+++ Excerpt to read +++

To address the above problems, this study constructs an early-difference network and a late-difference network, and then combines them to propose a multi-level difference network (MDNet) for change detection from VHR remote sensing images. MDNet enables reconstructing images and reducing error accumulation to be conducted together in the network, i.e., it is possible to simultaneously optimize the rough boundaries, scattered holes, and spurious changes in the change detection results, and improve the accuracy. Specifically, the architecture of the encoder-decoder is used by MDNet for end-to-end change detection. The encoder consists of a late-difference network and an early-difference network. After the two images are input into the late-difference network, first, the deep features are extracted separately, and then, the change features are extracted. The absolute difference between the two images is input into the early-difference network, and the change features are extracted directly. To effectively fuse the two heterogeneous change features, the Multi-level Change Features Fusion Module (MCFFM) proposed in this study is used in the decoder for the weighted fusion of the two. Further, the shallow information from the encoder is introduced in the decoder using skip connections [
29], which is to reduce information loss due to increasing network depth, then reduce missed detections in small areas of changes. For example, landslides are small ground targets in remote sensing images, and the proportion of pixels may even be less than 6% in some datasets [
21,
30]. Therefore, reducing the missed detection in small areas of changes is crucial to improving the accuracy of similar tasks.
The main contributions of this study include:
- (1)
MDNet for high-precision change detection from VHR remote sensing images is proposed by combining an early-difference network and a late-difference network. This study demonstrates that multi-level difference networks are more advantageous than the widely used single-level difference networks for change detection from VHR remote sensing images.
- (2)
MCFFM for the effective fusion of multi-level change features is proposed, which further enhances the performance of MDNet.
- (3)
The change detection of open-pit mines over a large area is implemented based on the publicly available OMCD dataset, and experimental results on this dataset show that the proposed MDNet has the best change detection performance. Then, an OMCD dataset containing a total of two open-pit mines was produced, and localized and fine-scale change detection of open-pit mines was implemented on this dataset. The experimental results show that the proposed MDNet outperforms all benchmark methods.
- (4)
A multi-scenario suitability analysis was carried out using the Season-varying Change Detection Dataset, and the results showed that MDNet could detect changes in other scenarios very well.
2. Methods
2.1. MDNet
The architecture of encoder-decoder is used by MDNet for end-to-end change detection, with the encoder performing the extraction of multi-level change features, and the decoder performing the fusion of multi-level change features and generation of change detection results. Its structure is shown in
Figure 2.

+++ Data records +++

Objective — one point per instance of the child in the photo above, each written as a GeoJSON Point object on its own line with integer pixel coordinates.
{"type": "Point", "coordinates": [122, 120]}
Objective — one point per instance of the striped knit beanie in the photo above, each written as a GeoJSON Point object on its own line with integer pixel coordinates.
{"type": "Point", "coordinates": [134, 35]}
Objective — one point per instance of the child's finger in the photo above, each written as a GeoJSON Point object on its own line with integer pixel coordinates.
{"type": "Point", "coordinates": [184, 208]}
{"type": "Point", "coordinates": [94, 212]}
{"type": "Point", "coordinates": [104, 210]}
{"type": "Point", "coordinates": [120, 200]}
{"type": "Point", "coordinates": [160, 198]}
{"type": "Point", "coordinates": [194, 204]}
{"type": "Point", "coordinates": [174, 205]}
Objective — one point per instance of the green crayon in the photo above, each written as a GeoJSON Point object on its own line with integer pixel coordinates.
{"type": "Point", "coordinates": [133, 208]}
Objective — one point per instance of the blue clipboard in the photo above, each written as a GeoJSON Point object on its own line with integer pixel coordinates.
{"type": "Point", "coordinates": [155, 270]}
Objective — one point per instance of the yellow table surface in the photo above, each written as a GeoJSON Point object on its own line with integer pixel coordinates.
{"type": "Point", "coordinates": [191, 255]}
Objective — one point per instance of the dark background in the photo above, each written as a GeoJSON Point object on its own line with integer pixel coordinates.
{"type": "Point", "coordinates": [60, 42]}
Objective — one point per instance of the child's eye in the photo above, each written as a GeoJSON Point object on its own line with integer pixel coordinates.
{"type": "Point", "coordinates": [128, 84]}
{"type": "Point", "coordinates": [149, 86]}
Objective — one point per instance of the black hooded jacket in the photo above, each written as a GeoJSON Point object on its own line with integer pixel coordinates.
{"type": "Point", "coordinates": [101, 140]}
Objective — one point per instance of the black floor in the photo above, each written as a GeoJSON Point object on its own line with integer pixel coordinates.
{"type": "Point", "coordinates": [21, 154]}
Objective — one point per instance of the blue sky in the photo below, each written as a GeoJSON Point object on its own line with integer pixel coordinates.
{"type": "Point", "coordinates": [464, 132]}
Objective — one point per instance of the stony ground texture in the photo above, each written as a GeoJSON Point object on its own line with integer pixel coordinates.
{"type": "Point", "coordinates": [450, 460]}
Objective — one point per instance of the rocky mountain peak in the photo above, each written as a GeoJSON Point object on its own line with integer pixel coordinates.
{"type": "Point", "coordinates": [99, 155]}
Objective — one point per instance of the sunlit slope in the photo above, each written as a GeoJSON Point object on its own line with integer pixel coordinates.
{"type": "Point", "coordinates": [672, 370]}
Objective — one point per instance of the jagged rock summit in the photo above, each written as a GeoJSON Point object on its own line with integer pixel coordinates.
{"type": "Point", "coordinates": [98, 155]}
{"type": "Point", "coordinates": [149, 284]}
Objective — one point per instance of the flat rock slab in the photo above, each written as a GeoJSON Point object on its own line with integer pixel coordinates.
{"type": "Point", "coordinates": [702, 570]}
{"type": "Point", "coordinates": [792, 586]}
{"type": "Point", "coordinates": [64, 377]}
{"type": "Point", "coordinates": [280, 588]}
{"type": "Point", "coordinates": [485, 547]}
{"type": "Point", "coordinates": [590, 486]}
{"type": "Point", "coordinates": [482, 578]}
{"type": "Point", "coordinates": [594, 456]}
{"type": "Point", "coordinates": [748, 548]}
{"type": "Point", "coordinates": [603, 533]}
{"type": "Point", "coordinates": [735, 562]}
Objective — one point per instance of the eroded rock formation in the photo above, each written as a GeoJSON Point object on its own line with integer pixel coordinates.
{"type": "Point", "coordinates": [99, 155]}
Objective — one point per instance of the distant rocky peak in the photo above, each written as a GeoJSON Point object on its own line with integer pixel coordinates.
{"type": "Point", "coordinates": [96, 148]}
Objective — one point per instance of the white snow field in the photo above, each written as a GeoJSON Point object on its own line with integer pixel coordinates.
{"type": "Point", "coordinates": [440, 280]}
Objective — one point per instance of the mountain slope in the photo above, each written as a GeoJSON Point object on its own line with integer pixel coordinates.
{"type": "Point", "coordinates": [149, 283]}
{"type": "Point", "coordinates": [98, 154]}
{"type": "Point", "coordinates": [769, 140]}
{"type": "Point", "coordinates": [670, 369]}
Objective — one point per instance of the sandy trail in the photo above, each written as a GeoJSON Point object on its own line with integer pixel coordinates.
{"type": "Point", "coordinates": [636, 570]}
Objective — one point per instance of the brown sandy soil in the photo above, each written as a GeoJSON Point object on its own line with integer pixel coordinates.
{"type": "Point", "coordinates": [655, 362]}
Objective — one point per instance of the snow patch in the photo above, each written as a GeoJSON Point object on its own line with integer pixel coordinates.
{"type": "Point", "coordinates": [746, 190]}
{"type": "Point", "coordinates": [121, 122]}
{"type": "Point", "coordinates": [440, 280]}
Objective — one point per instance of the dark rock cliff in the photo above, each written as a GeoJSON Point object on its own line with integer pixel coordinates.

+++
+++ Data records +++

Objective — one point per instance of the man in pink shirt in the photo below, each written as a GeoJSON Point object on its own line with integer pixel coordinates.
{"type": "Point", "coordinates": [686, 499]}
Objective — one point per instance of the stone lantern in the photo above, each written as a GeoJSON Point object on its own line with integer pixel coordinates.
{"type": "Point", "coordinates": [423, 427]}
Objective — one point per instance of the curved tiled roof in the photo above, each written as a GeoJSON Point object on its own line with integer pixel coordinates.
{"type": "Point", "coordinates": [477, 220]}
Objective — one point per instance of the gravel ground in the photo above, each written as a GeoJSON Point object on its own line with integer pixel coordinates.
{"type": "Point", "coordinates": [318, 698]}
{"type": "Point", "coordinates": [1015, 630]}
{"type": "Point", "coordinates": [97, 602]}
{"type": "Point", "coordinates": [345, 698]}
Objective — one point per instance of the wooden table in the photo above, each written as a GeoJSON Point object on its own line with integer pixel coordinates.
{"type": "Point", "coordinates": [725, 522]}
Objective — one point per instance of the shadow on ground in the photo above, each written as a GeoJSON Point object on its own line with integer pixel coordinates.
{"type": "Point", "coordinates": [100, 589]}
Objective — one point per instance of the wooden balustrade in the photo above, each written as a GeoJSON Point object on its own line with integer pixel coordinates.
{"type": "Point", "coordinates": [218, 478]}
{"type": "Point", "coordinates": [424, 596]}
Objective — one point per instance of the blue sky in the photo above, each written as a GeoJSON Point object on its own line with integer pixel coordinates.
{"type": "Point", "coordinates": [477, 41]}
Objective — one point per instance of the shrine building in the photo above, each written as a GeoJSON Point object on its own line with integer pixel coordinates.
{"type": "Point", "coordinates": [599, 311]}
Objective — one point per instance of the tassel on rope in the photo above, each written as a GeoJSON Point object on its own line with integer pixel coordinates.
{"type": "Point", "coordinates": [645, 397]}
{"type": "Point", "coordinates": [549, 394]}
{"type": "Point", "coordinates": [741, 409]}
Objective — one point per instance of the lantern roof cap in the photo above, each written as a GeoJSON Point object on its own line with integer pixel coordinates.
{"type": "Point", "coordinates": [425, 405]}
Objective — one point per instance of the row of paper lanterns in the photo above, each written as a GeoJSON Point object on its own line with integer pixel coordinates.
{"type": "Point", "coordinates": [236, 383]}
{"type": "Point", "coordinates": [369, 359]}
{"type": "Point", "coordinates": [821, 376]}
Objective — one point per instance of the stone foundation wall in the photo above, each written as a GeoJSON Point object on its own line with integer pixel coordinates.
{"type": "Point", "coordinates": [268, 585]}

+++

• **Objective**
Copy word for word the part of the change detection excerpt starting with "The main contributions" and going on through "networks for change detection from VHR remote sensing images.".

• **The response**
The main contributions of this study include:
- (1)
MDNet for high-precision change detection from VHR remote sensing images is proposed by combining an early-difference network and a late-difference network. This study demonstrates that multi-level difference networks are more advantageous than the widely used single-level difference networks for change detection from VHR remote sensing images.